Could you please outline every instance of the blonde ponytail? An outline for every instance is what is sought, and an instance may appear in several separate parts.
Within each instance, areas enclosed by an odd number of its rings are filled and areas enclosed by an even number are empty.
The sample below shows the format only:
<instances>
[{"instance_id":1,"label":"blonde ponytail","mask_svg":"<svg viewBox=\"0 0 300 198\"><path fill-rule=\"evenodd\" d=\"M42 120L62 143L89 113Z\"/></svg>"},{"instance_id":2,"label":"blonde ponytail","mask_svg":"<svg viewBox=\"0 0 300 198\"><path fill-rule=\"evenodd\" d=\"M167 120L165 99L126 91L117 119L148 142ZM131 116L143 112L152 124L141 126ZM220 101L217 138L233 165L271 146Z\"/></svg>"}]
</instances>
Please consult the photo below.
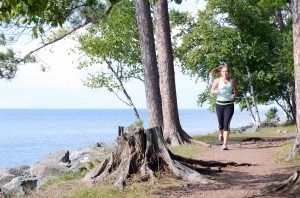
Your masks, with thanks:
<instances>
[{"instance_id":1,"label":"blonde ponytail","mask_svg":"<svg viewBox=\"0 0 300 198\"><path fill-rule=\"evenodd\" d=\"M217 77L221 77L221 70L222 70L223 68L227 68L227 69L228 69L228 72L230 72L230 68L228 67L228 65L220 65L220 66L218 66L218 67L212 69L211 72L210 72L210 74L211 74L212 76L215 76L216 74L218 74Z\"/></svg>"}]
</instances>

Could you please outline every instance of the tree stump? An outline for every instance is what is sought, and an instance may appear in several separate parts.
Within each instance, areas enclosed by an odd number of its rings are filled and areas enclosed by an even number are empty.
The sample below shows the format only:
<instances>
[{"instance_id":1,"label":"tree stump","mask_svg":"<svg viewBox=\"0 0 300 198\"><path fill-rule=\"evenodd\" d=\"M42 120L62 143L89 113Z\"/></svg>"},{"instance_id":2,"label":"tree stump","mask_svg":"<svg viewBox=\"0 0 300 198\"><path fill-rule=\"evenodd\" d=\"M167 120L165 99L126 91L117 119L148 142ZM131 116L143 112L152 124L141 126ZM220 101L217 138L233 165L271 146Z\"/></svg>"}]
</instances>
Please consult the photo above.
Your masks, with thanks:
<instances>
[{"instance_id":1,"label":"tree stump","mask_svg":"<svg viewBox=\"0 0 300 198\"><path fill-rule=\"evenodd\" d=\"M83 181L114 182L121 191L127 179L154 183L156 173L172 175L178 179L212 183L195 170L172 159L166 147L162 128L150 129L119 127L118 146L110 159L89 172Z\"/></svg>"}]
</instances>

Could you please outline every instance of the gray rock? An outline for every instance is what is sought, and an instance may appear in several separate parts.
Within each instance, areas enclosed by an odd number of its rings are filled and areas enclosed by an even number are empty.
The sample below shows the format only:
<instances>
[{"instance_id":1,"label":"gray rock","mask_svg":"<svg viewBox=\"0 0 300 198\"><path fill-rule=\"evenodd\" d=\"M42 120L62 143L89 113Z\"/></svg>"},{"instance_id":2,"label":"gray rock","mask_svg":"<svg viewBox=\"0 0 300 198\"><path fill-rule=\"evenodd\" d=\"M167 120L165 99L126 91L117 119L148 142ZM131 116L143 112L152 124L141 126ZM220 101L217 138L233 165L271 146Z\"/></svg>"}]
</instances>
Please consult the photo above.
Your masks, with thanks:
<instances>
[{"instance_id":1,"label":"gray rock","mask_svg":"<svg viewBox=\"0 0 300 198\"><path fill-rule=\"evenodd\" d=\"M70 171L69 151L57 151L44 157L38 163L30 166L32 176L42 177L58 177L61 173Z\"/></svg>"},{"instance_id":2,"label":"gray rock","mask_svg":"<svg viewBox=\"0 0 300 198\"><path fill-rule=\"evenodd\" d=\"M112 150L104 145L86 147L70 153L70 169L79 171L86 166L95 166L106 159Z\"/></svg>"},{"instance_id":3,"label":"gray rock","mask_svg":"<svg viewBox=\"0 0 300 198\"><path fill-rule=\"evenodd\" d=\"M3 187L5 184L11 182L15 176L12 174L2 174L0 176L0 188Z\"/></svg>"},{"instance_id":4,"label":"gray rock","mask_svg":"<svg viewBox=\"0 0 300 198\"><path fill-rule=\"evenodd\" d=\"M19 177L15 177L11 182L5 184L1 190L5 195L21 196L25 195L23 187L21 186L22 181Z\"/></svg>"},{"instance_id":5,"label":"gray rock","mask_svg":"<svg viewBox=\"0 0 300 198\"><path fill-rule=\"evenodd\" d=\"M5 184L1 191L5 195L21 196L28 194L36 188L37 179L15 177L9 183Z\"/></svg>"},{"instance_id":6,"label":"gray rock","mask_svg":"<svg viewBox=\"0 0 300 198\"><path fill-rule=\"evenodd\" d=\"M30 167L31 175L34 177L58 177L61 173L68 172L70 169L59 164L33 164Z\"/></svg>"},{"instance_id":7,"label":"gray rock","mask_svg":"<svg viewBox=\"0 0 300 198\"><path fill-rule=\"evenodd\" d=\"M11 168L11 169L9 169L9 174L12 174L16 177L19 177L19 176L29 177L30 176L30 166L18 166L15 168Z\"/></svg>"}]
</instances>

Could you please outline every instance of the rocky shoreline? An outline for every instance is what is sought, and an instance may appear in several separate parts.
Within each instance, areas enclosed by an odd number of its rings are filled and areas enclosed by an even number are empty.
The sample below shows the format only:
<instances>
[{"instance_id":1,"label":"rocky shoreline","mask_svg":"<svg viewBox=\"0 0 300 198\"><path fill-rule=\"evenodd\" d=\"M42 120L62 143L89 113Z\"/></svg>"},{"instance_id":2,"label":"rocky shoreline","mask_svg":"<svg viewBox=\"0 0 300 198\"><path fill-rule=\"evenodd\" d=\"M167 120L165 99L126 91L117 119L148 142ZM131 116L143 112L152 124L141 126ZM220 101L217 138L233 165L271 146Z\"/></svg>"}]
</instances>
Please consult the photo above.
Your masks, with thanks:
<instances>
[{"instance_id":1,"label":"rocky shoreline","mask_svg":"<svg viewBox=\"0 0 300 198\"><path fill-rule=\"evenodd\" d=\"M232 133L256 133L251 125L231 129ZM214 133L218 133L215 131ZM104 143L69 151L50 153L30 166L0 168L0 196L22 196L40 188L46 181L58 178L62 173L77 172L94 167L107 159L114 148Z\"/></svg>"},{"instance_id":2,"label":"rocky shoreline","mask_svg":"<svg viewBox=\"0 0 300 198\"><path fill-rule=\"evenodd\" d=\"M104 143L74 150L50 153L30 166L0 168L0 196L22 196L40 188L46 181L62 173L77 172L100 164L113 151Z\"/></svg>"}]
</instances>

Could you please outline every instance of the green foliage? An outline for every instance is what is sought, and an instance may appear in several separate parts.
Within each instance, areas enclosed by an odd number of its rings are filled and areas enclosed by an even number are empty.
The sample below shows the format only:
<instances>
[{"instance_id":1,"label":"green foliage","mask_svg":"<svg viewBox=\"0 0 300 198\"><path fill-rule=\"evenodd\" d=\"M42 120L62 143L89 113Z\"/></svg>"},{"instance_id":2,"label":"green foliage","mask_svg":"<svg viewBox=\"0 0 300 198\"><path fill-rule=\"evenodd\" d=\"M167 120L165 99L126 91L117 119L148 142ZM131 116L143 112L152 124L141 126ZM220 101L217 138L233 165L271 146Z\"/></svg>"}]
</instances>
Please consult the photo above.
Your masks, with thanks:
<instances>
[{"instance_id":1,"label":"green foliage","mask_svg":"<svg viewBox=\"0 0 300 198\"><path fill-rule=\"evenodd\" d=\"M132 1L123 0L106 20L99 20L79 38L84 58L79 69L97 66L84 85L117 93L130 79L143 79L138 27Z\"/></svg>"},{"instance_id":2,"label":"green foliage","mask_svg":"<svg viewBox=\"0 0 300 198\"><path fill-rule=\"evenodd\" d=\"M278 123L280 121L278 115L277 115L277 108L272 107L268 110L268 112L265 114L266 115L266 122L267 123Z\"/></svg>"},{"instance_id":3,"label":"green foliage","mask_svg":"<svg viewBox=\"0 0 300 198\"><path fill-rule=\"evenodd\" d=\"M179 40L174 55L184 73L207 82L205 92L199 94L199 105L206 101L213 104L208 92L213 81L210 71L220 62L231 67L231 77L238 82L236 102L241 107L246 107L242 93L250 92L247 68L258 104L291 99L285 98L294 86L291 26L283 9L283 31L277 27L270 6L259 1L209 0L206 9L193 19L174 12L173 27L180 28L174 36Z\"/></svg>"},{"instance_id":4,"label":"green foliage","mask_svg":"<svg viewBox=\"0 0 300 198\"><path fill-rule=\"evenodd\" d=\"M36 62L35 57L25 56L24 58L18 58L12 49L0 52L0 79L12 79L18 71L19 65L34 62Z\"/></svg>"}]
</instances>

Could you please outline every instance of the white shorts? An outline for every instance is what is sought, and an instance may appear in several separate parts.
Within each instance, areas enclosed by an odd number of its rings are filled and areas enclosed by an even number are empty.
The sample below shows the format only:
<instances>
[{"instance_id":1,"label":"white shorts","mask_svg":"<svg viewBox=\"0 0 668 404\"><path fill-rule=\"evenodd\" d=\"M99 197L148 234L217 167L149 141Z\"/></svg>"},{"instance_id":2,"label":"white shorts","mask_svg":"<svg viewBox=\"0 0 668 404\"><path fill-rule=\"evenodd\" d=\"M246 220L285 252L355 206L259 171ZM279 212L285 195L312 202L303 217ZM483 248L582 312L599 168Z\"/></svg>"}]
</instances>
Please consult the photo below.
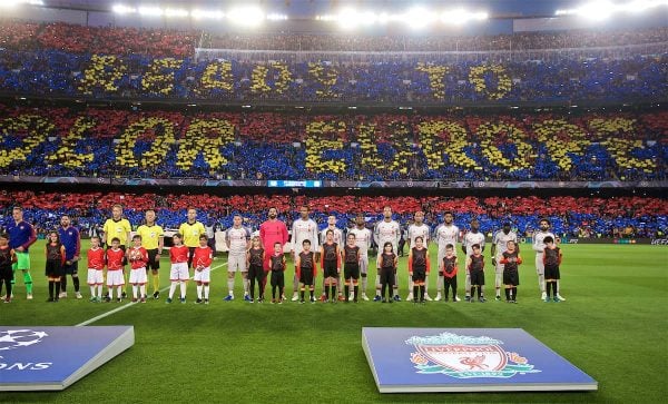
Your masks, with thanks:
<instances>
[{"instance_id":1,"label":"white shorts","mask_svg":"<svg viewBox=\"0 0 668 404\"><path fill-rule=\"evenodd\" d=\"M124 286L122 269L107 270L107 286Z\"/></svg>"},{"instance_id":2,"label":"white shorts","mask_svg":"<svg viewBox=\"0 0 668 404\"><path fill-rule=\"evenodd\" d=\"M189 278L190 274L188 272L188 263L171 264L171 269L169 270L169 280L188 280Z\"/></svg>"},{"instance_id":3,"label":"white shorts","mask_svg":"<svg viewBox=\"0 0 668 404\"><path fill-rule=\"evenodd\" d=\"M237 270L245 273L246 269L246 253L229 253L227 255L227 272L236 273Z\"/></svg>"},{"instance_id":4,"label":"white shorts","mask_svg":"<svg viewBox=\"0 0 668 404\"><path fill-rule=\"evenodd\" d=\"M360 257L360 274L366 275L369 273L369 255Z\"/></svg>"},{"instance_id":5,"label":"white shorts","mask_svg":"<svg viewBox=\"0 0 668 404\"><path fill-rule=\"evenodd\" d=\"M88 268L88 285L102 285L105 283L105 272L102 269Z\"/></svg>"},{"instance_id":6,"label":"white shorts","mask_svg":"<svg viewBox=\"0 0 668 404\"><path fill-rule=\"evenodd\" d=\"M536 272L538 273L538 275L544 275L546 274L546 265L542 262L542 256L544 253L537 253L536 254Z\"/></svg>"},{"instance_id":7,"label":"white shorts","mask_svg":"<svg viewBox=\"0 0 668 404\"><path fill-rule=\"evenodd\" d=\"M202 270L195 269L193 279L195 279L195 282L200 282L203 284L210 283L212 282L212 267L206 267Z\"/></svg>"},{"instance_id":8,"label":"white shorts","mask_svg":"<svg viewBox=\"0 0 668 404\"><path fill-rule=\"evenodd\" d=\"M146 285L146 268L130 270L130 285Z\"/></svg>"}]
</instances>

● ● ●

__Aim__:
Reproduce verbatim the lines running from the start of the records through the line containing "77L221 77L221 70L222", with both ends included. Leave the pictures out of your answer.

__Expected answer__:
Could you please outline every instance of the blonde ponytail? An outline for every instance is what is sought, and an instance may appear in several separate parts.
Within each instance, areas enclosed by an odd number of its rings are filled and areas enclosed by an even number are empty.
The sample below shows the format only:
<instances>
[{"instance_id":1,"label":"blonde ponytail","mask_svg":"<svg viewBox=\"0 0 300 198\"><path fill-rule=\"evenodd\" d=\"M42 120L62 143L89 113Z\"/></svg>"},{"instance_id":2,"label":"blonde ponytail","mask_svg":"<svg viewBox=\"0 0 300 198\"><path fill-rule=\"evenodd\" d=\"M167 120L165 99L126 91L117 119L148 142ZM131 116L143 112L152 124L141 126ZM220 101L217 138L233 165L271 146Z\"/></svg>"}]
</instances>
Please consult the photo below.
Your masks, with thanks:
<instances>
[{"instance_id":1,"label":"blonde ponytail","mask_svg":"<svg viewBox=\"0 0 300 198\"><path fill-rule=\"evenodd\" d=\"M217 77L221 77L221 70L222 70L223 68L227 68L227 69L228 69L228 72L230 72L230 68L228 67L228 65L220 65L220 66L218 66L218 67L212 69L211 72L210 72L210 74L211 74L212 76L215 76L216 74L218 74Z\"/></svg>"}]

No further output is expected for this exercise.